**Source passage**
_ _ _ _ _
Lily Jencks. Photo by Mary McCarthy

‘Frank Gehry is a really good dancer!’ Lily Jencks

We speak to the architect and landscape designer about her Maggie's Centre work with the Pritzker laureate

Lilly Jencks has seen the detrimental effects bad architecture can have in delicate situations. Her mother, the garden designer Maggie Keswick Jencks, was diagnosed with cancer in 1988, and despite periods of remission, died in 1995. Time spent in British clinical oncology wards inspired Lily’s mother and father, the American architecture critic and designer Charles Jencks, to found Maggie’s Cancer Caring Centres: calm, humane buildings in which fellow sufferers and their families and friends can find practical, social and emotional support.

Over the past two decades, the charity has founded 18 such centres, throughout the UK and also in Hong Kong - many designed by famous architects. Lily designed the gardens at Maggie’s Hong Kong - which features in our new book, The Gardener's Garden - working in conjunction its architect, the Pritzker laureate Frank Gehry. Read on to discover what it was like to return to the cancer wards, which East Asian design influences her mother introduced Lily to, and why Frank Gehry still thinks of himself as an outsider.

You trained at Frank Gehry’s practice. What was it like working there? Fantastic. I began first worked there about 10 years ago, and quite a lot of my work involved building models for him. Everything is physically modelled. If you ever see photos of his office, its piled high with models. In meetings, he’ll whip certain pieces out of or change things. I really learnt to value them. With a computer model, the person who created it will know it well, but it’s hard for everyone else to really get inside it.

 

The gardens at Maggie's Cancer Care Centre, Hong Kong, designed by Lily Jencks. As featured in The Gardener's Garden
The gardens at Maggie's Cancer Care Centre, Hong Kong, designed by Lily Jencks. As featured in The Gardener's Garden

Was it strange to then work with Gehry, on this Hong Kong project, as an equal? It was quite a challenge. I had a lot of sleepless nights, knowing that I was going to present to him. But he’s one of those rare architects who are really supportive of the younger generation. Plus, I’ve known him all my life, because he was good friends with my mum and dad.
_ _ _ _ _
(Stored data entries)
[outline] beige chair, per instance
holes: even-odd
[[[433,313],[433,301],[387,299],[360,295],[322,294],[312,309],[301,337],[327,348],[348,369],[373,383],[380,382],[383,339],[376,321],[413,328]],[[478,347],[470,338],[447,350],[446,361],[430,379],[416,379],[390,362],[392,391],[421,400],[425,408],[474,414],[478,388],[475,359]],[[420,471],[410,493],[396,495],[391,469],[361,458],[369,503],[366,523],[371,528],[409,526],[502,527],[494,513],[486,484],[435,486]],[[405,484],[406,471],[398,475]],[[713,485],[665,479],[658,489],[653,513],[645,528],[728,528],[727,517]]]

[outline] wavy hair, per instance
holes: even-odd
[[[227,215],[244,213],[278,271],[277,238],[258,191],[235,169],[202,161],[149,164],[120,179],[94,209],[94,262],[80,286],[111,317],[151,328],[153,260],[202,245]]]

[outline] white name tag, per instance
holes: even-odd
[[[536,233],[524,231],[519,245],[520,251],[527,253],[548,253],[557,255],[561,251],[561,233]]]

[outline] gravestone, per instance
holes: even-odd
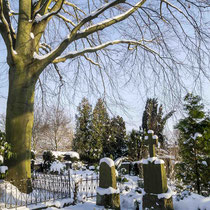
[[[143,159],[144,191],[143,209],[173,210],[173,192],[167,186],[164,161],[155,156],[158,137],[148,131],[145,143],[149,145],[149,158]]]
[[[115,166],[114,161],[110,158],[100,160],[96,205],[120,209],[120,194],[117,190]]]

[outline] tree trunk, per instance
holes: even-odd
[[[31,137],[36,79],[27,69],[10,68],[7,101],[6,137],[13,157],[7,160],[8,180],[22,192],[30,192]]]

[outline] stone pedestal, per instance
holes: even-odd
[[[103,158],[100,161],[96,205],[120,209],[120,195],[117,190],[115,166],[110,158]]]
[[[120,210],[120,194],[113,193],[113,194],[100,195],[99,193],[97,193],[96,205],[104,206],[105,208],[108,209],[111,208],[111,209]]]
[[[173,210],[173,199],[170,198],[158,198],[158,195],[151,195],[146,193],[143,196],[143,209],[153,210]]]

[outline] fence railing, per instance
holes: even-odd
[[[30,194],[25,194],[20,192],[12,182],[1,181],[0,209],[44,204],[47,201],[63,198],[72,198],[76,203],[78,199],[95,197],[99,186],[99,175],[95,172],[76,174],[70,171],[65,175],[36,173],[33,174],[30,184],[33,190]],[[136,185],[136,183],[129,183],[129,185]],[[118,182],[117,187],[122,191],[125,186],[122,182]],[[133,186],[130,187],[133,188]]]
[[[26,194],[20,192],[12,182],[1,181],[0,209],[37,205],[62,198],[94,197],[99,178],[95,173],[87,175],[70,174],[70,172],[66,175],[37,173],[33,174],[30,184],[33,190],[30,194]]]

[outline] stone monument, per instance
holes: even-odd
[[[144,191],[143,209],[173,210],[173,192],[167,186],[164,161],[155,156],[158,137],[148,131],[145,143],[149,145],[149,158],[143,159]]]
[[[119,190],[117,190],[115,165],[110,158],[102,158],[100,160],[96,205],[120,209],[120,194]]]

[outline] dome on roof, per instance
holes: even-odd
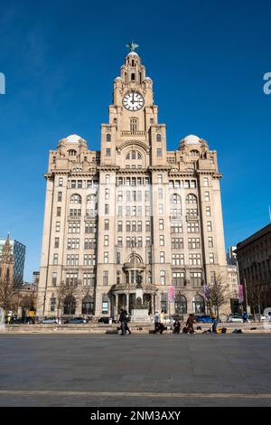
[[[136,53],[136,52],[130,52],[127,56],[138,56],[138,54]]]
[[[81,137],[79,135],[70,135],[68,137],[66,137],[66,143],[79,143],[80,140],[83,140],[83,137]]]
[[[186,145],[201,145],[201,138],[195,135],[189,135],[183,138]]]

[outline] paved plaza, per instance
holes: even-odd
[[[0,406],[271,406],[270,335],[2,335]]]

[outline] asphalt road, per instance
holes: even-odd
[[[0,335],[0,406],[271,406],[271,335]]]

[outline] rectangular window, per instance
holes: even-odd
[[[108,252],[104,252],[104,263],[108,264]]]
[[[56,280],[57,280],[57,273],[56,272],[52,272],[51,273],[51,286],[53,288],[56,287]]]
[[[205,202],[210,203],[210,192],[204,193]]]
[[[105,270],[103,272],[103,285],[104,286],[108,285],[108,271],[107,270]]]
[[[165,270],[160,271],[160,285],[165,285]]]

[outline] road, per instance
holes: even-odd
[[[271,335],[0,335],[0,406],[271,406]]]

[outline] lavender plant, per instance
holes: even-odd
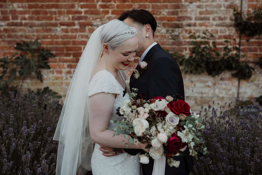
[[[11,94],[0,97],[0,174],[54,174],[62,105],[47,95]]]
[[[262,110],[253,105],[242,108],[237,102],[234,107],[226,104],[219,109],[210,106],[202,114],[207,126],[201,135],[210,154],[194,162],[194,172],[262,174]],[[251,114],[254,108],[258,112]]]

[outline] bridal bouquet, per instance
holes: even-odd
[[[173,102],[170,96],[154,97],[146,101],[143,95],[136,93],[137,89],[133,90],[134,92],[131,93],[124,91],[124,95],[127,93],[130,97],[117,110],[117,113],[125,119],[110,122],[118,125],[114,129],[115,134],[119,135],[122,130],[127,134],[127,134],[131,136],[126,144],[148,143],[145,148],[149,149],[149,153],[140,155],[141,163],[148,163],[149,153],[154,159],[165,158],[170,166],[177,167],[179,161],[172,157],[184,155],[187,147],[190,155],[197,159],[198,155],[206,154],[200,132],[204,122],[199,115],[192,113],[187,103],[181,100]]]

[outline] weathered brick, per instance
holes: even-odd
[[[44,9],[45,4],[28,4],[28,7],[29,9]]]
[[[82,50],[81,46],[66,46],[66,51],[81,51]]]
[[[94,8],[97,7],[97,5],[96,4],[81,4],[80,5],[81,8]]]
[[[244,13],[251,13],[252,9],[259,4],[260,1],[248,0],[245,4]],[[14,47],[17,42],[39,39],[42,44],[40,47],[50,49],[56,57],[50,58],[48,61],[49,64],[52,65],[52,69],[43,71],[46,85],[38,83],[37,81],[35,82],[31,78],[27,78],[26,81],[30,80],[32,82],[25,81],[25,87],[36,88],[48,86],[52,89],[59,91],[64,97],[83,50],[92,33],[98,26],[118,18],[125,10],[134,8],[148,10],[157,22],[154,37],[155,41],[164,49],[168,49],[171,52],[178,51],[180,55],[183,54],[187,56],[190,55],[193,47],[190,45],[192,40],[189,38],[188,32],[201,34],[204,28],[215,35],[214,40],[218,51],[222,52],[223,47],[226,44],[223,42],[226,40],[230,41],[231,46],[238,45],[239,31],[234,25],[233,15],[235,1],[0,0],[0,19],[2,22],[0,23],[0,57],[12,56],[15,52],[16,51],[13,50]],[[234,38],[237,39],[236,42],[233,41]],[[253,37],[242,34],[241,38],[242,53],[246,56],[243,60],[254,63],[257,62],[258,58],[261,56],[262,35]],[[136,58],[130,64],[126,71],[128,77],[130,75],[138,60]],[[260,72],[262,73],[261,71]],[[206,88],[210,91],[209,95],[214,96],[212,100],[223,93],[232,95],[231,92],[227,92],[233,90],[228,90],[230,89],[228,85],[234,86],[235,84],[237,86],[237,81],[236,79],[235,83],[234,81],[230,83],[235,80],[231,76],[231,73],[229,72],[224,74],[223,72],[223,75],[214,78],[206,74],[197,76],[183,74],[184,84],[187,87],[185,88],[187,99],[194,101],[194,107],[196,106],[195,104],[196,100],[195,97],[190,97],[199,96],[199,100],[204,102],[204,100],[199,99],[200,96],[204,95],[204,90]],[[255,71],[254,73],[257,73]],[[259,76],[255,75],[254,76]],[[206,86],[206,79],[209,80],[213,85]],[[192,81],[198,83],[192,85]],[[259,82],[252,81],[255,82],[256,84]],[[230,83],[225,83],[227,81]],[[223,86],[219,84],[220,82],[221,84],[224,83]],[[209,84],[208,83],[207,84]],[[219,94],[208,89],[214,86],[217,88],[216,90],[219,92]],[[242,86],[241,94],[245,93],[248,94],[247,96],[253,96],[252,94],[243,90],[249,88],[256,94],[262,93],[262,90],[259,90],[259,88],[254,89],[250,87],[251,86],[248,87],[241,85]],[[232,91],[235,93],[237,88],[236,86],[232,88],[235,89]],[[227,90],[224,90],[226,89]],[[258,92],[259,90],[260,91]]]
[[[88,19],[87,16],[72,16],[72,20],[76,21],[86,20]]]
[[[37,21],[52,21],[53,19],[52,16],[40,16],[36,17]]]
[[[80,10],[66,10],[66,14],[68,15],[81,15],[83,14],[83,12]]]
_ _ _ _ _
**Task statement**
In the interview text, what reason does Lily Jencks give for coming to value the physical models at Frank Gehry's practice?

**Response to the exercise**
In meetings, Gehry could take pieces out of a physical model or change things on the spot. A computer model is well known only to the person who made it, and it is hard for everyone else to get inside it.